Your objective -> Which lines in the material below contain the string "bride"? List every one, copying each line in full.
-----
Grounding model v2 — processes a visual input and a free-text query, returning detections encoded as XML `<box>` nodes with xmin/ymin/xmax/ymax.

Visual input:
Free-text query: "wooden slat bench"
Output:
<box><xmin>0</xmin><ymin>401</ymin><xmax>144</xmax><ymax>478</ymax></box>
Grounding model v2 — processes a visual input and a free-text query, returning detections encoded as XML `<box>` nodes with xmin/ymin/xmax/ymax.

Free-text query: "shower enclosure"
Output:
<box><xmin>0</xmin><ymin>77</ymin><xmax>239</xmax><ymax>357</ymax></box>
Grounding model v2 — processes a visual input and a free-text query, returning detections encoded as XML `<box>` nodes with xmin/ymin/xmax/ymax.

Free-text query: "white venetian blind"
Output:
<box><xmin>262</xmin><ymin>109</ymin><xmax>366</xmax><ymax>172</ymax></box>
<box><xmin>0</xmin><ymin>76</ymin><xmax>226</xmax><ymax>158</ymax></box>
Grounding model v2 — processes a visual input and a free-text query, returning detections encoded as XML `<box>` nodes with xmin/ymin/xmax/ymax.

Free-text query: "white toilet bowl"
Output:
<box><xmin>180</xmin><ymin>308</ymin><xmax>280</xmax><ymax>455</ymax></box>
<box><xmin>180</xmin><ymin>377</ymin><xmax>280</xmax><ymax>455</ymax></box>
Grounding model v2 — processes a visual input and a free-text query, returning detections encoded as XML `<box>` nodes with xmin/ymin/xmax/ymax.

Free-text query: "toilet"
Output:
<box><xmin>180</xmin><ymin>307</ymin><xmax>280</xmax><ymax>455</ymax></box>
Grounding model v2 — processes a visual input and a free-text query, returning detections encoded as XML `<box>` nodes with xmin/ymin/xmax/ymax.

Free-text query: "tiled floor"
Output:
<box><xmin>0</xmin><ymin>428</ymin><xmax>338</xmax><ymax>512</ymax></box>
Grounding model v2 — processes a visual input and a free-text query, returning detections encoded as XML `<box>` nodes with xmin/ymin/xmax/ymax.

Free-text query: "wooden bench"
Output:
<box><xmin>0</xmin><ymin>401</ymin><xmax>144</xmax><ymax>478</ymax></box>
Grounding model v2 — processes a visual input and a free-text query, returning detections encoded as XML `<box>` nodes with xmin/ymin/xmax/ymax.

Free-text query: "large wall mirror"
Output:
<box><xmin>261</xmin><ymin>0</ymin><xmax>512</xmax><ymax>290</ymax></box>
-----
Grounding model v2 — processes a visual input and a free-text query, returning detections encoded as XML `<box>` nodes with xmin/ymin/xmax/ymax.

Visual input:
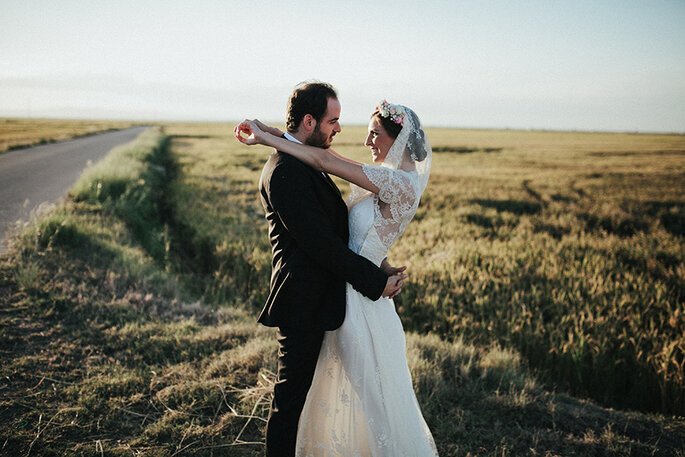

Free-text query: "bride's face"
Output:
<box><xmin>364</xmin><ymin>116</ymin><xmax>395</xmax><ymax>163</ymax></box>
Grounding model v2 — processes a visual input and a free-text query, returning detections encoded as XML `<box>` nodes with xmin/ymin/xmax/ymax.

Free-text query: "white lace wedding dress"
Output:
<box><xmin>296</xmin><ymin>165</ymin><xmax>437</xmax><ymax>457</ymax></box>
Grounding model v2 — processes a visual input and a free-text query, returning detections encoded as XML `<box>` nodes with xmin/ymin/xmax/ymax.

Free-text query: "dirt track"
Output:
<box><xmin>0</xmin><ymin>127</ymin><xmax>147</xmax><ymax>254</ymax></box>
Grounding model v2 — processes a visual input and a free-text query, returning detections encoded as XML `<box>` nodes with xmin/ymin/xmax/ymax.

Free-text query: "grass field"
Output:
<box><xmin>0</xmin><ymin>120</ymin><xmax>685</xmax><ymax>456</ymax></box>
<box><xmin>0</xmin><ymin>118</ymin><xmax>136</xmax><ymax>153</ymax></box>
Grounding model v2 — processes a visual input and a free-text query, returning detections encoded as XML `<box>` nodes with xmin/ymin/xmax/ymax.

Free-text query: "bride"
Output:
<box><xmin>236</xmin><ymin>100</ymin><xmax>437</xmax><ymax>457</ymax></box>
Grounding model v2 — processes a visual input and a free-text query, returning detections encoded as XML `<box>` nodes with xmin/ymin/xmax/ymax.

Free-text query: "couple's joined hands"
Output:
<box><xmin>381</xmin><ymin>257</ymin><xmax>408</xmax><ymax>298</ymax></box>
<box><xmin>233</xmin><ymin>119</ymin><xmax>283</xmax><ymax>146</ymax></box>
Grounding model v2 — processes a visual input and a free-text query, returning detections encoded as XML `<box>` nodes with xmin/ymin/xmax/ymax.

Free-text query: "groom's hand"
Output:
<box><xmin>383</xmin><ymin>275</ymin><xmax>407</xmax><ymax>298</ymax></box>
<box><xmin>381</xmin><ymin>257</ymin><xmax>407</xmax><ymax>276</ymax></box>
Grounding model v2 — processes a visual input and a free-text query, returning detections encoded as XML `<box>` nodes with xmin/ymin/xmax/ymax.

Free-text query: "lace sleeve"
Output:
-----
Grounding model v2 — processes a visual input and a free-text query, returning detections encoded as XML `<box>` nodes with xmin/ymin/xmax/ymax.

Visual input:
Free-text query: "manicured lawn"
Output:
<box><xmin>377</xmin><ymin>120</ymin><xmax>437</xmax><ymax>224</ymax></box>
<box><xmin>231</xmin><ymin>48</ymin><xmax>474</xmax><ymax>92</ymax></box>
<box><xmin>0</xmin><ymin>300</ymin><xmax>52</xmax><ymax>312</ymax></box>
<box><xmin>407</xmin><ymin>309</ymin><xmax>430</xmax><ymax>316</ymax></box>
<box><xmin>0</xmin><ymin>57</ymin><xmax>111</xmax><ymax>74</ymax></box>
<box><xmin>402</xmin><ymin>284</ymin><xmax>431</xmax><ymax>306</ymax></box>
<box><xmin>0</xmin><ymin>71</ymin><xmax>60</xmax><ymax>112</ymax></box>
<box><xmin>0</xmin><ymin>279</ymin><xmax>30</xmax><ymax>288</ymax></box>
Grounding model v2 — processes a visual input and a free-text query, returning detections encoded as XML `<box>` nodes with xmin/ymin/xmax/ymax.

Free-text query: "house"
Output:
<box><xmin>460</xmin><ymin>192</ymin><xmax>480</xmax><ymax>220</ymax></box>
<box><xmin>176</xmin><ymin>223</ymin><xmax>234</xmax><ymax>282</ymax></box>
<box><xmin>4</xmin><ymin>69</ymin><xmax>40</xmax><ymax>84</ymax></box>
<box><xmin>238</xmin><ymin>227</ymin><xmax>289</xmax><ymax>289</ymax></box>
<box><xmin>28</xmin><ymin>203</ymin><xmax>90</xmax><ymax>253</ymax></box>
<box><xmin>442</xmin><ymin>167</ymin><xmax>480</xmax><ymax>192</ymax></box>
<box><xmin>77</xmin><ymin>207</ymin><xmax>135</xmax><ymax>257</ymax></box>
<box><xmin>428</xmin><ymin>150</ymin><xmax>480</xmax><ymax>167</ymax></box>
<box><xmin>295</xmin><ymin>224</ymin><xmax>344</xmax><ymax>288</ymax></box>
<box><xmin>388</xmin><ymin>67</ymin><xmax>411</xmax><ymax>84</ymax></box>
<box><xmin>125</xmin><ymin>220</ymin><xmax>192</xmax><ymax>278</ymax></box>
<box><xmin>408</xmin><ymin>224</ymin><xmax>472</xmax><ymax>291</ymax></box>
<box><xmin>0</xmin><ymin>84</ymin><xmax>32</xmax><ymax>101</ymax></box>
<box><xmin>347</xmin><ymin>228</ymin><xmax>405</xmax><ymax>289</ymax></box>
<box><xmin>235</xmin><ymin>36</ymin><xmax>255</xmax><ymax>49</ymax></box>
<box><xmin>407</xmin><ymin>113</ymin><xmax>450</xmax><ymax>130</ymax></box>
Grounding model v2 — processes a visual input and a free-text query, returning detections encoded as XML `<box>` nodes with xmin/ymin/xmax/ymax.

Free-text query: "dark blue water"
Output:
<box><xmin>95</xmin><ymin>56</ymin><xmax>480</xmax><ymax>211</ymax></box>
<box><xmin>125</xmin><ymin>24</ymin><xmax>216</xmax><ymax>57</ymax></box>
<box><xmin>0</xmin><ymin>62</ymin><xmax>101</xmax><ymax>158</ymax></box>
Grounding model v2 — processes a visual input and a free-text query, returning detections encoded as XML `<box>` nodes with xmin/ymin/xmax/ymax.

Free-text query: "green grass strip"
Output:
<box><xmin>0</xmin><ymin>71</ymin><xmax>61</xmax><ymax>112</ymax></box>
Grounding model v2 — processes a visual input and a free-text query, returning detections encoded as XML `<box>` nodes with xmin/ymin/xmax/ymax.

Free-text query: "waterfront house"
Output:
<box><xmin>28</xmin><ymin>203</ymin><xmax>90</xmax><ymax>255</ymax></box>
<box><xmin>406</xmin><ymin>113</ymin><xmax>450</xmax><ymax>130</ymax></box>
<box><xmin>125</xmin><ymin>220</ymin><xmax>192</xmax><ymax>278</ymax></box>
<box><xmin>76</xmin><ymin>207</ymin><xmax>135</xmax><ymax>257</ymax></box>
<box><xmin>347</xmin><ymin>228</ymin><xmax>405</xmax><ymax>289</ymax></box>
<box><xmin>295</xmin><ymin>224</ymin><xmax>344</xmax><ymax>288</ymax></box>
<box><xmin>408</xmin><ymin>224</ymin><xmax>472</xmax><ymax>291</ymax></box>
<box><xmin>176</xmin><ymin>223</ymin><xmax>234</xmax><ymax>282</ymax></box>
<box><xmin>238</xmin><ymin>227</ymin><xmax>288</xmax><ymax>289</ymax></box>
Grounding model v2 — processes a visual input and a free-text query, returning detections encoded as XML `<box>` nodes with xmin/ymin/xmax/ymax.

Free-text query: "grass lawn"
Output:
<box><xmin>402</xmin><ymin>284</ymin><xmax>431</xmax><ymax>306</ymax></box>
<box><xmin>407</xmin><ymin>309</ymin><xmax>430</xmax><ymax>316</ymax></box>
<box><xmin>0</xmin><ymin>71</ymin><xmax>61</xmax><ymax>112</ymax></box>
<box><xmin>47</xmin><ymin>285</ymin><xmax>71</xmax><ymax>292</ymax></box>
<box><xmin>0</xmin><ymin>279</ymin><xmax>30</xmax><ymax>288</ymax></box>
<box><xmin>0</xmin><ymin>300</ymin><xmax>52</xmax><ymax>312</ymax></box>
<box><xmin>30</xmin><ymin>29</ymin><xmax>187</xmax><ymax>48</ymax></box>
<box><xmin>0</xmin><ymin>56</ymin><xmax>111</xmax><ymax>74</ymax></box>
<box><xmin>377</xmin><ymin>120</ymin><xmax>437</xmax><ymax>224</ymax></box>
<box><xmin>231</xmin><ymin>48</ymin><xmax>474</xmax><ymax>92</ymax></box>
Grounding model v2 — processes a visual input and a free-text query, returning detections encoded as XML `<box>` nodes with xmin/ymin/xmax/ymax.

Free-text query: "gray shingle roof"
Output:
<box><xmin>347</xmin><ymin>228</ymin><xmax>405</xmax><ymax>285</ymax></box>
-----
Answer in full ->
Free-text query: "bride's face"
Free-text query: "bride"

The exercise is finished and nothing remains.